### WHAT TO PRODUCE
Rewrite the records below, changing every "Localize" to "Locate" and leaving the rest untouched.
### DATASET RECORDS ###
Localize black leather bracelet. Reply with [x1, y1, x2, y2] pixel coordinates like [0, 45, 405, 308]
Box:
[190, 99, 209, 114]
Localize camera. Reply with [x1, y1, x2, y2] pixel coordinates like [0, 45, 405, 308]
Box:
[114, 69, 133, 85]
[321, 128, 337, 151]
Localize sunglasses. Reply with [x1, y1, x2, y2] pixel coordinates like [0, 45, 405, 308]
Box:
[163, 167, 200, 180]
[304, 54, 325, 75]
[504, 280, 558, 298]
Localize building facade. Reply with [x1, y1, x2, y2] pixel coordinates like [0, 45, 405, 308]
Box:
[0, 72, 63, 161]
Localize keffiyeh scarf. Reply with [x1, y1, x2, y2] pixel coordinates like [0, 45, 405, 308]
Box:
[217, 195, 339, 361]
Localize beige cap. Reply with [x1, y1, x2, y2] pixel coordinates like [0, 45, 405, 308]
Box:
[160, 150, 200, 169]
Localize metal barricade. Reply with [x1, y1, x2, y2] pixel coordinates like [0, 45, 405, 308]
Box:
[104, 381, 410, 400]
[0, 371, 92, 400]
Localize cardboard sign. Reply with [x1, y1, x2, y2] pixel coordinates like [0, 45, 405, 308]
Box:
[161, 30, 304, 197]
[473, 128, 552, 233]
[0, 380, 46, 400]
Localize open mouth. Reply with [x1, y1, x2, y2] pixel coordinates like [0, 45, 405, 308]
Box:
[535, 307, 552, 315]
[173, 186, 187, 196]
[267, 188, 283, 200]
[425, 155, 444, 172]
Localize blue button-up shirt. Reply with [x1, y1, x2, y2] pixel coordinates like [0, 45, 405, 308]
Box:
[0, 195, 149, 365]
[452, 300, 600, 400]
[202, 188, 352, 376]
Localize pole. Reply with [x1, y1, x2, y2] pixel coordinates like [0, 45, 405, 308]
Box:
###
### ANSWER
Locate black leather bracelet. Reply with [x1, y1, x2, y2] pixel coordinates like [0, 45, 405, 308]
Box:
[190, 99, 209, 114]
Locate camera. Reply with [x1, y1, x2, y2] pixel coordinates like [0, 45, 405, 308]
Box:
[114, 69, 133, 85]
[321, 128, 337, 151]
Locate sunglasses. Reply with [x1, y1, x2, y2] pixel coordinates like [0, 45, 405, 308]
Box:
[163, 167, 200, 180]
[304, 54, 325, 75]
[504, 280, 558, 298]
Locate building facade. Reply with [x1, y1, x2, y2] pixel coordinates like [0, 45, 405, 308]
Box:
[0, 72, 63, 161]
Locate keffiyeh scarf. Reply with [x1, y1, x2, y2] pixel coordinates like [0, 45, 405, 308]
Box:
[217, 195, 339, 361]
Locate beige cap. Reply with [x1, y1, x2, y2] pixel coordinates like [0, 45, 405, 308]
Box:
[160, 150, 200, 169]
Locate metal barricade. Reply with [x1, y1, x2, y2] pixel coordinates like [0, 45, 405, 308]
Box:
[104, 381, 410, 400]
[0, 371, 92, 400]
Locate cardboard sign. Reply with [x1, y1, x2, y2] pixel coordinates like [0, 45, 405, 308]
Box:
[161, 30, 304, 197]
[473, 128, 552, 233]
[0, 380, 46, 400]
Locate open mouth. Reply with [x1, y1, x2, y2] pixel coordinates like [0, 45, 405, 308]
Box:
[535, 307, 552, 315]
[173, 186, 187, 196]
[267, 188, 283, 200]
[425, 155, 444, 172]
Locate blue button-up shirt. Reply with [x1, y1, x2, y2] pixel coordinates like [0, 45, 405, 308]
Box:
[0, 195, 149, 365]
[452, 300, 600, 400]
[202, 188, 352, 376]
Locate pole. Reply with [x1, y1, x2, y2] pixel coordinates like [0, 45, 405, 308]
Box:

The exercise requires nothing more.